**Work task**
Arrange the part of the material that opens with the line containing "Segmentation: every <instance>" and closes with the line containing "negative clicks: (536, 408)" as a numbered list, leaving out any blank lines.

**Input records**
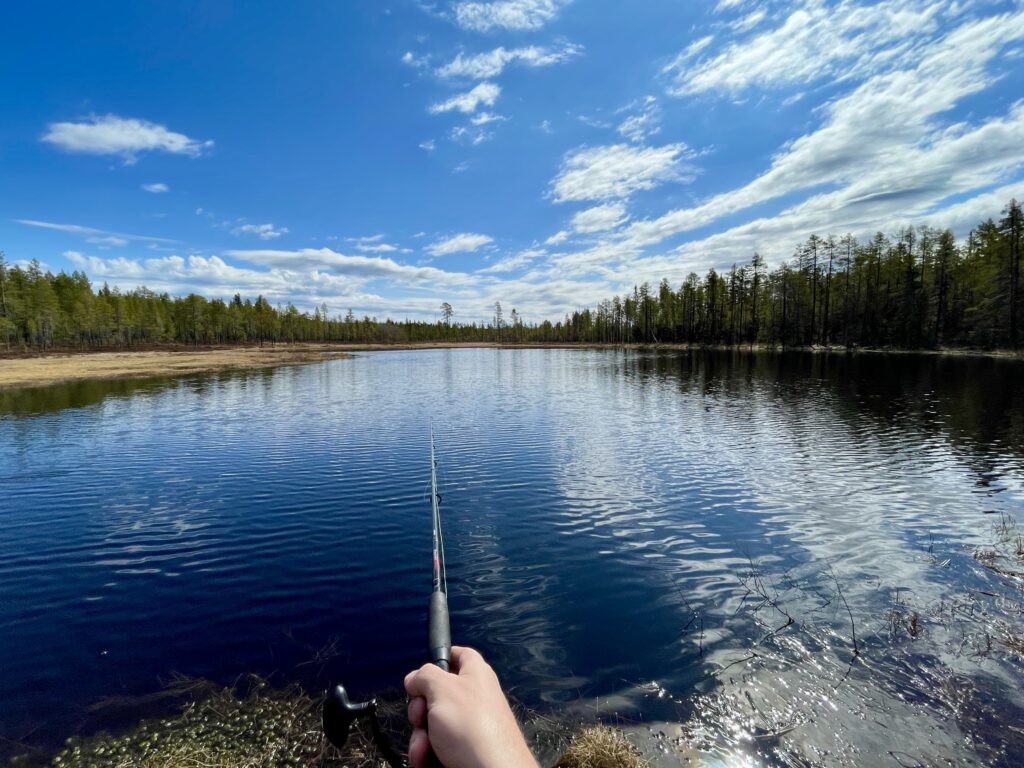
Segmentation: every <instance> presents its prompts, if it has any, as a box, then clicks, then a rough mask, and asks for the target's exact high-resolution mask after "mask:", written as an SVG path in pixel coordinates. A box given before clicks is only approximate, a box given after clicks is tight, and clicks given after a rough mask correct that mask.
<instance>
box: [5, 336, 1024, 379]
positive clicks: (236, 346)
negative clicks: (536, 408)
* * *
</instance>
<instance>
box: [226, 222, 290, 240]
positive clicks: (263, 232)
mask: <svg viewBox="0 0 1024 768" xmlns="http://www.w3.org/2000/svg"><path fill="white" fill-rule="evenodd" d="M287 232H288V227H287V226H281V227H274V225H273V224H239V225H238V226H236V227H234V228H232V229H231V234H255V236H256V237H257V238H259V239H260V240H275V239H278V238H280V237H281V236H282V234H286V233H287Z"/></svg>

**Answer space**
1. Segmentation: every <instance> presents its prompts, if it has any, as a box, then clicks, then a rough mask, and asks for the target's exact high-resolution mask after "mask:", written as an SVG path in pixel coordinates. A box given before clicks is only approximate, a box given after clicks is tight, and clicks given after a rough mask correct that mask.
2. <instance>
3. box: [5, 336, 1024, 379]
4. positive clicks: (236, 346)
5. negative clicks: (536, 408)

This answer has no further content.